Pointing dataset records
· · · · · · ·

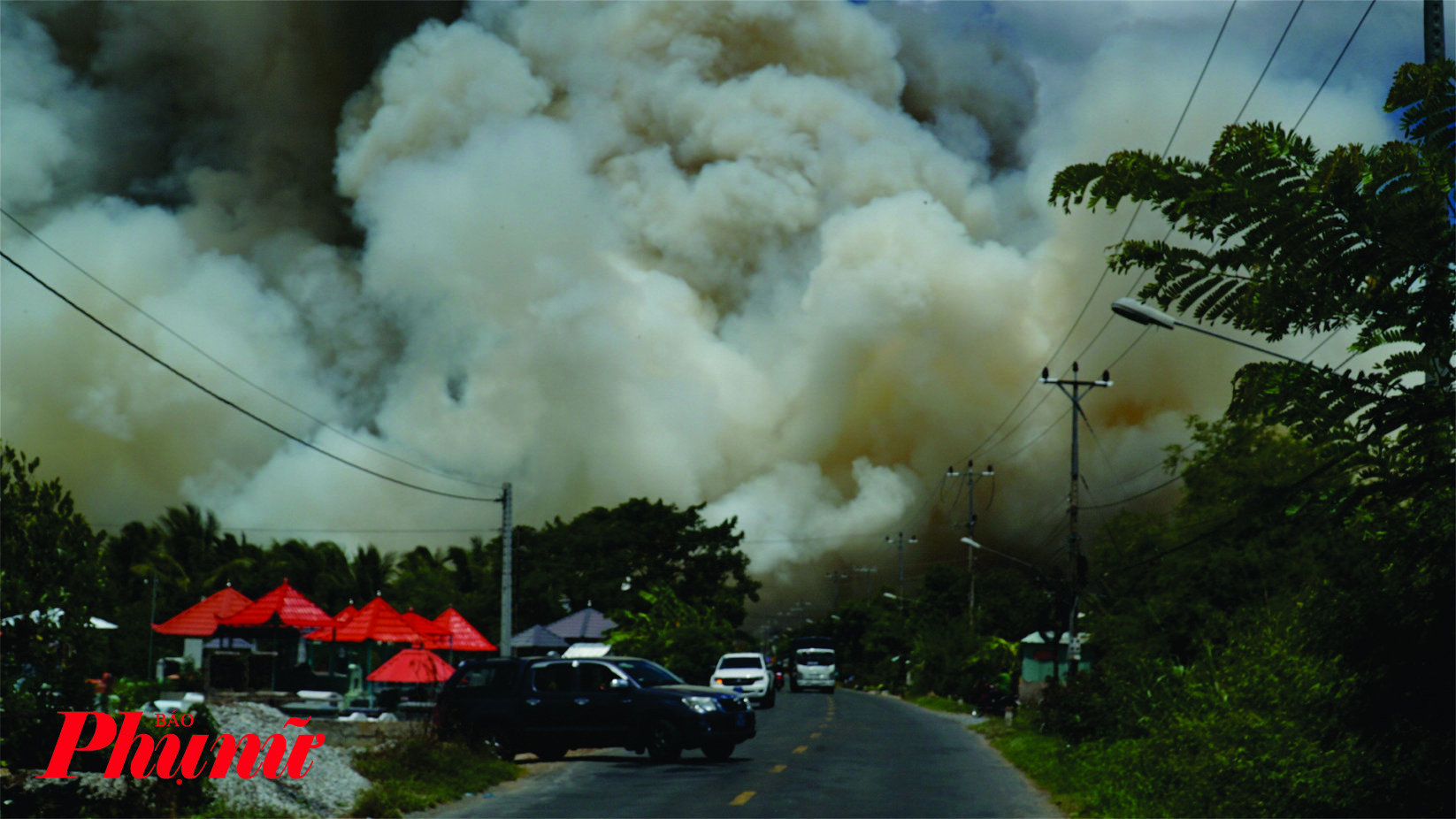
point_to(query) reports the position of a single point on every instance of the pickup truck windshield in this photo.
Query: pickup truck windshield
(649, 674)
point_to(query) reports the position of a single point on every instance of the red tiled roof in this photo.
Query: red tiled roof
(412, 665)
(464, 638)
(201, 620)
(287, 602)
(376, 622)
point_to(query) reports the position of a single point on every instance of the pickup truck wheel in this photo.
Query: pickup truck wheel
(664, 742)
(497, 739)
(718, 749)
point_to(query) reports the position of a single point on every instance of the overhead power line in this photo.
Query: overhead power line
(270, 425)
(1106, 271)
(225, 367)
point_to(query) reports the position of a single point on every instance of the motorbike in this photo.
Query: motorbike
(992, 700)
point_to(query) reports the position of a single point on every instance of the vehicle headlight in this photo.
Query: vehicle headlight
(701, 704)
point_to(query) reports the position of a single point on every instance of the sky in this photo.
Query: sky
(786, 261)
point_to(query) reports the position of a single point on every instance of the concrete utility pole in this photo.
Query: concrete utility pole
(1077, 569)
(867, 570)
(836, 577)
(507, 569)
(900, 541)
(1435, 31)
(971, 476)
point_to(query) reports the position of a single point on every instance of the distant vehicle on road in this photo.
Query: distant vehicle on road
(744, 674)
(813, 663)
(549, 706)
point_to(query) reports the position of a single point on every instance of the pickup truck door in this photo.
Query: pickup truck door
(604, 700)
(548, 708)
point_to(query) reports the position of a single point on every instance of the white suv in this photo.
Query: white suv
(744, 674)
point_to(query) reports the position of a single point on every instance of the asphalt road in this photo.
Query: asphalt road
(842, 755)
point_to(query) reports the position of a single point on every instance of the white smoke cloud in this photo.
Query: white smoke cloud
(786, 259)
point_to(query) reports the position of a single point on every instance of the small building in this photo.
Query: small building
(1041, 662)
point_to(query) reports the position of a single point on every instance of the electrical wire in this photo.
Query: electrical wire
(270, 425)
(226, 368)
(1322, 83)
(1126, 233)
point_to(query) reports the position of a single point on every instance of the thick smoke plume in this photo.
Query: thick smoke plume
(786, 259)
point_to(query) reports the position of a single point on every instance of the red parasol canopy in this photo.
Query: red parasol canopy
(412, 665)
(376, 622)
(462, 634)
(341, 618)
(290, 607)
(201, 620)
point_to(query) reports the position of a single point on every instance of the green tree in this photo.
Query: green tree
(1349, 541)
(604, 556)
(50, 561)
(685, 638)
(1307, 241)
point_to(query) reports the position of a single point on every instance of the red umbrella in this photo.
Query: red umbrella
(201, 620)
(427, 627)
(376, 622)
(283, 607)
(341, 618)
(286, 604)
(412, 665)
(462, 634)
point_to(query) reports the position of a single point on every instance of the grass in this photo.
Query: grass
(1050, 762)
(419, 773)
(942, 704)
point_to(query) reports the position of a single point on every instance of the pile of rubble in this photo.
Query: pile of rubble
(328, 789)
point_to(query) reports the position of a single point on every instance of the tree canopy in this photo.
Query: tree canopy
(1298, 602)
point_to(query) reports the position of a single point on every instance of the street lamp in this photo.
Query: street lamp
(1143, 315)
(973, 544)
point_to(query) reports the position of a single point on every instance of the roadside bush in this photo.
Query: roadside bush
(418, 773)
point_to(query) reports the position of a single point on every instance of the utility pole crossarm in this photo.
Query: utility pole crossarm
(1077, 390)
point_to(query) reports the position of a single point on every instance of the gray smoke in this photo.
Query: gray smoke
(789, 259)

· · · · · · ·

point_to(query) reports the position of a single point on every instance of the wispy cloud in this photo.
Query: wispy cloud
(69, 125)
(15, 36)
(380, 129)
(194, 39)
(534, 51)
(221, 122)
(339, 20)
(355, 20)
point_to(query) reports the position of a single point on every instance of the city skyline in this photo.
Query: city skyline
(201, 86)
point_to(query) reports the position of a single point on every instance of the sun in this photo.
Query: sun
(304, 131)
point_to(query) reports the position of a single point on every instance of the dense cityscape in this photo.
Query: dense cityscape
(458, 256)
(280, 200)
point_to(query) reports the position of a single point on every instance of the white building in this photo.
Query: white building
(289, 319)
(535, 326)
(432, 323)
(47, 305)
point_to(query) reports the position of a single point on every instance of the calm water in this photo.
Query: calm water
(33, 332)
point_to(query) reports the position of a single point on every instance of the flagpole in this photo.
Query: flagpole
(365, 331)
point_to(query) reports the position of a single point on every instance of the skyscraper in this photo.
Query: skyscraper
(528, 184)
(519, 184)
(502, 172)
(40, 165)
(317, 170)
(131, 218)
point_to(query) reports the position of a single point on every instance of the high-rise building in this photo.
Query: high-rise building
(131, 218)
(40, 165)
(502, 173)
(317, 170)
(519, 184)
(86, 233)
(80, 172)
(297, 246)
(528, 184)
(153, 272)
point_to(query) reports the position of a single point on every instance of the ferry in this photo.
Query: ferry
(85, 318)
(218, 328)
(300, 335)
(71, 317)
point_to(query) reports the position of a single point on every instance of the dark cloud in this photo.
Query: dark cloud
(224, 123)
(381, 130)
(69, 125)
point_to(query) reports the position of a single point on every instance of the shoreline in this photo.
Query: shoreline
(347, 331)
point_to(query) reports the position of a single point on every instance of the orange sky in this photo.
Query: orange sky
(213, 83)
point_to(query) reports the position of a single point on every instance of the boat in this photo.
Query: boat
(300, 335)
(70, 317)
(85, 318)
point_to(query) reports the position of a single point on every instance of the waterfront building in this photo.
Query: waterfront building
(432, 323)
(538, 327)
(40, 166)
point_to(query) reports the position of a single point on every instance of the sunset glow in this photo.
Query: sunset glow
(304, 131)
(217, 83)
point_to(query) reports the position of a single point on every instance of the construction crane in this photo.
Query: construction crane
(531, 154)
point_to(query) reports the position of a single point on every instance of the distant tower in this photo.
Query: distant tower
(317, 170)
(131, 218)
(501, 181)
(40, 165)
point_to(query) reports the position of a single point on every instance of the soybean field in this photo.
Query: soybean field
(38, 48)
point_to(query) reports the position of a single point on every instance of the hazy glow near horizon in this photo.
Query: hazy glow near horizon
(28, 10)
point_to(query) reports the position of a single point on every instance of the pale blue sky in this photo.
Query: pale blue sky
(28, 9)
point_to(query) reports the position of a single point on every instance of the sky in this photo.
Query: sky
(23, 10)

· · · · · · ·

Rescale the listing from the line with "rubble in this photo." to the line with "(1298, 602)", both ends included. Write out every one of those lines again, requests too, with each point coordinate multiplied by 0.3 and rounded to a whole number (halves round up).

- Task result:
point_to(query) reports the position of a single point on every instance of the pile of rubble in this photo.
Query: pile of rubble
(98, 237)
point_to(query) reports the position of a single point on every instance of the tree canopy in this photo.
Query: tree canopy
(389, 181)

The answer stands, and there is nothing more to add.